Repeat the full listing, word for word.

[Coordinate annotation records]
————————
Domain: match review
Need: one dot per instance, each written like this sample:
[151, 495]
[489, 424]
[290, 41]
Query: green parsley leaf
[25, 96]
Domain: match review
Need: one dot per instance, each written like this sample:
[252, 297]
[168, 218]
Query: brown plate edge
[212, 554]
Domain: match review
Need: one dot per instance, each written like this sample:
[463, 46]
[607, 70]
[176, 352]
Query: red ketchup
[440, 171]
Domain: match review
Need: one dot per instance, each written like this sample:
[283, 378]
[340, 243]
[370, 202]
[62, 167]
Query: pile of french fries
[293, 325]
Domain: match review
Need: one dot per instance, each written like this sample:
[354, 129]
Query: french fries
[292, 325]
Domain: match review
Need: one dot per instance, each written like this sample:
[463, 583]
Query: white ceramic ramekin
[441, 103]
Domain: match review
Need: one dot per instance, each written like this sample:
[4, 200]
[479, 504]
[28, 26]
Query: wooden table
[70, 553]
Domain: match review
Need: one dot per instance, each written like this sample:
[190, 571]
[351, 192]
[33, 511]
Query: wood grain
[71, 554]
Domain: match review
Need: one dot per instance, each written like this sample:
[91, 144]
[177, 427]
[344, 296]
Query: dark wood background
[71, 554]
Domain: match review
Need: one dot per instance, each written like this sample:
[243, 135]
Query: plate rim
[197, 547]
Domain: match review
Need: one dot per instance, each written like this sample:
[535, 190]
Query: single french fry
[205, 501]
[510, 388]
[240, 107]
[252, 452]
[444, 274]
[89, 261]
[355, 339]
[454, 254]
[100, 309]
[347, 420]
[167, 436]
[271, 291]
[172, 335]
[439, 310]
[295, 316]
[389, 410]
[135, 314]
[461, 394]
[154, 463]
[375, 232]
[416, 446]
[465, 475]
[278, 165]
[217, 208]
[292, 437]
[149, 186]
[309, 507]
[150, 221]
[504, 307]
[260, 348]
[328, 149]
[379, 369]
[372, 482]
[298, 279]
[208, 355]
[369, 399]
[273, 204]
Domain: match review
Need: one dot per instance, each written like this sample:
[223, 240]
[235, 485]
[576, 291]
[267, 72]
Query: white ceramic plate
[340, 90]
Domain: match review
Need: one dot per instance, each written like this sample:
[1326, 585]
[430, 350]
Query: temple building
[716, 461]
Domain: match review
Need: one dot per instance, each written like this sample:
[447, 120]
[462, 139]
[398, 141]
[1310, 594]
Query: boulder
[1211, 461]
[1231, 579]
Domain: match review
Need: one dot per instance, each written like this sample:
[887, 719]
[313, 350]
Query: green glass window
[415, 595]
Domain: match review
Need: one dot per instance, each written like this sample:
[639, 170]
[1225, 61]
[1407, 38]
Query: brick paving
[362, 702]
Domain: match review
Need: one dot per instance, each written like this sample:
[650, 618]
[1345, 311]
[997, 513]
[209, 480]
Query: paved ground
————————
▶ Answer to the problem:
Domain: match review
Need: one dot per instance, each written like this sample:
[151, 495]
[489, 424]
[290, 41]
Query: green parsley leaf
[25, 96]
Domain: match review
Need: one dot per instance, each written like this sample:
[252, 297]
[168, 218]
Query: brown plate edge
[212, 554]
Domain: match review
Need: one dot per instance, each written like this sample:
[463, 46]
[607, 70]
[176, 352]
Query: red ketchup
[440, 171]
Domain: match review
Need: one dot per instance, each written like this sample:
[283, 378]
[340, 243]
[370, 202]
[62, 167]
Query: pile of french fries
[293, 325]
Domain: match review
Need: one dot per instance, each written like this sample:
[354, 129]
Query: french fries
[292, 325]
Domain: match review
Need: one dot per instance, each written like this sample:
[463, 583]
Query: white ceramic ramekin
[441, 103]
Domain: match review
Need: one dot per instance, each written like this sample:
[4, 200]
[479, 504]
[28, 26]
Query: wooden table
[70, 553]
Domain: match review
Need: one dot per instance, each written like this sample:
[190, 571]
[351, 192]
[33, 511]
Query: wood grain
[71, 554]
Domain: match review
Need: one dot per instance, each written like this sample:
[91, 144]
[177, 427]
[344, 296]
Query: dark wood background
[71, 554]
Domain: match review
Need: one dot per instance, each written like this sample:
[243, 135]
Query: plate rim
[197, 547]
Domain: match review
Need: one dot per instance, each written like this sample:
[535, 190]
Query: single french fry
[205, 501]
[510, 388]
[240, 107]
[252, 452]
[444, 274]
[89, 261]
[355, 339]
[454, 254]
[100, 309]
[347, 420]
[167, 436]
[271, 291]
[172, 335]
[439, 310]
[295, 316]
[389, 410]
[135, 314]
[461, 394]
[154, 463]
[375, 232]
[416, 446]
[465, 475]
[278, 165]
[217, 208]
[292, 437]
[149, 186]
[309, 507]
[150, 221]
[504, 307]
[260, 348]
[328, 149]
[379, 369]
[372, 482]
[298, 279]
[208, 355]
[369, 399]
[273, 204]
Domain: match review
Need: one dot per instance, each written like this sample:
[223, 240]
[235, 485]
[576, 291]
[267, 72]
Query: white ceramic plate
[340, 90]
Domain: match review
Need: one dot per instance, each written like this sample:
[1326, 585]
[430, 350]
Query: temple building
[716, 461]
Domain: match review
Need: one dot per instance, each written like this sample:
[447, 120]
[462, 139]
[398, 141]
[1310, 594]
Query: boulder
[1211, 461]
[1231, 579]
Domain: match review
Need: one dot per instance, each written like this sample:
[887, 719]
[313, 350]
Query: green glass window
[415, 595]
Domain: match review
Need: one dot per instance, each written like this sample:
[639, 170]
[1225, 61]
[1407, 38]
Query: brick paving
[362, 702]
Domain: match review
Need: one dot per instance, each written like this sample:
[650, 618]
[1345, 311]
[997, 513]
[209, 480]
Query: paved ground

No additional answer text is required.